While there, he heard the music of blues artist BB King who was under contract with ABC. Szymczyk asked to make a record with King and, after some pushback, was told he could do it if he pitched his idea to King himself.

Szymczyk’s plan was to try another band behind King to produce a more energetic recording. King took to the idea but considered it a risk. The two agreed to do the first half of the album with King’s regular band and the second half with new musicians. The result was Live & Well (1969) and the last song on the second side, “Why I Sing The Blues,” made a dent on the charts. This success convinced King and ABC to try again. Completely Well (1969) was released later that year and won a Grammy for Best R&B Vocal Performance. Afterwards, ABC gave Szymczyk the power to sign his own acts, and one of the first was the hard rock James Gang with singer-songwriter Joe Walsh, with whom Szymczyk became close friends.

Around this time, ABC merged with Dunhill Records and Szymczyk had to move to Los Angeles. The move was short-lived as an Earthquake struck the city and Szymczyk decided to leave LA. In early 1971, he moved to Denver and started a record label with Larry Ray, a colleague from New York. Tumbleweed Records was the result. After some financial trouble at the beginning, Szymczyk and Ray began production on clients like Walsh, The J. Geils Band, and others.

* REQUIRED TASK 1
In the passage about Szymczyk's career, update the portion beginning at the words "Around this time, ABC" and ending after "Band, and others.", substituting "Boulder" for "Denver".
* REQUIRED TASK 2
According to the passage about Szymczyk's career, what award did Completely Well win?
* REQUIRED TASK 3
Resume the passage about Szymczyk's career, picking up after its final sentence.

* INFORMATION PROVIDED
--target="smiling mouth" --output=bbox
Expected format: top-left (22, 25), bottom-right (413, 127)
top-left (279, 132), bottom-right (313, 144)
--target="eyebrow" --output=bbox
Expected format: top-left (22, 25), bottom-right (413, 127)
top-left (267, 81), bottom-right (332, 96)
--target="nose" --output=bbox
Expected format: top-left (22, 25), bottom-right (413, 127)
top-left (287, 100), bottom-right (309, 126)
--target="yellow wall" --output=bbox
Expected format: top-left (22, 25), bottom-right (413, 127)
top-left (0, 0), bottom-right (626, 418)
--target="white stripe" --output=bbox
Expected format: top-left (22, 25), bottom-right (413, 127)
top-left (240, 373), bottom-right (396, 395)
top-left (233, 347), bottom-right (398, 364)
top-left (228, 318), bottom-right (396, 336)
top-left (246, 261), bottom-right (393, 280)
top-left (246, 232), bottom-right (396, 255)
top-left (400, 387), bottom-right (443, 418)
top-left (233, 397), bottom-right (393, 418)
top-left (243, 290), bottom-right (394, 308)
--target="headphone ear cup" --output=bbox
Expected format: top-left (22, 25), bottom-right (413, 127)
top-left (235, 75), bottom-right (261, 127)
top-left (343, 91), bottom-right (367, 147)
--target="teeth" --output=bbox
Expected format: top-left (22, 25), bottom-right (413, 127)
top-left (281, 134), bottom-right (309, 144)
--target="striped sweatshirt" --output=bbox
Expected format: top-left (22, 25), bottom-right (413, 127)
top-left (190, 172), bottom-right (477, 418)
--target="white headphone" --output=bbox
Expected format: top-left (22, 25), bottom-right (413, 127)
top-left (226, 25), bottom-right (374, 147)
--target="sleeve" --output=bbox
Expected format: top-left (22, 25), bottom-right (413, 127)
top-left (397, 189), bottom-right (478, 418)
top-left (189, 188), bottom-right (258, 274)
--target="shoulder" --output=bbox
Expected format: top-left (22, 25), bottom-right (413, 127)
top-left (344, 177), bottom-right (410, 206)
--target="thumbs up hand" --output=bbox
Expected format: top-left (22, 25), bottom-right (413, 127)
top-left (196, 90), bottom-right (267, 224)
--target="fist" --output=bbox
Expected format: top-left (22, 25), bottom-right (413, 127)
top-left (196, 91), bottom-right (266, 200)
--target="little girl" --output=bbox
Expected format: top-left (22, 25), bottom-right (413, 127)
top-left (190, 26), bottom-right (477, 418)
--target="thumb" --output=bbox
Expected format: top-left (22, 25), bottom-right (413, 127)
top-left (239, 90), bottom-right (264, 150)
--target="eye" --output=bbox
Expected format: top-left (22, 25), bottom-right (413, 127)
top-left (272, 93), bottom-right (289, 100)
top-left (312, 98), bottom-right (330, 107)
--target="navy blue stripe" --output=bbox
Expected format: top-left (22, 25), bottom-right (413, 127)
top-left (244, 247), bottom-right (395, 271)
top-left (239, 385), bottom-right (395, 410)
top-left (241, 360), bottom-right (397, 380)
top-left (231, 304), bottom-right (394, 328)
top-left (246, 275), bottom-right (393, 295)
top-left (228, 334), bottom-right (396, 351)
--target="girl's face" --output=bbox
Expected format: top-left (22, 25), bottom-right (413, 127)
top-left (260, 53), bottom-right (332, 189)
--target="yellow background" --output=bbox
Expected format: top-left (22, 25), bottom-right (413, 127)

* EXPECTED ANSWER 1
Around this time, ABC merged with Dunhill Records and Szymczyk had to move to Los Angeles. The move was short-lived as an Earthquake struck the city and Szymczyk decided to leave LA. In early 1971, he moved to Boulder and started a record label with Larry Ray, a colleague from New York. Tumbleweed Records was the result. After some financial trouble at the beginning, Szymczyk and Ray began production on clients like Walsh, The J. Geils Band, and others.

* EXPECTED ANSWER 2
A Grammy for Best R&B Vocal Performance.

* EXPECTED ANSWER 3
Three years later, Szymczyk became involved with Walsh’s new band, the Eagles, after hearing about creative differences with their then producer, Glyn Johns. Szymczyk was asked to step in, but he didn’t want to offend Johns; so he called for permission and received the reply, “Better you than me, mate!” The Eagles and Szymczyk booked Criteria Studios in Miami and finished On The Border (1974) in three weeks.

The next album, One of These Nights (1975), took 18 months to complete. From there, each record began to take longer and longer to make. Producing for the Eagles became Szymczyk’s full-time job. Hotel California (1976) began with just a handful of songs, and the band developed the rest during studio jam sessions. The Long Run (1979) took nearly three years to make, and all the while the band’s inner turmoil was boiling over. The band broke up a year later and the projects they were working on collapsed.

Due to his financial success from the previous decade, Szymczyk’s production work tapered in the 1980s. He officially retired in 1990, though he re-emerged in the mid-2000s to work on the Eagles album The Long Road Out of Eden (2007).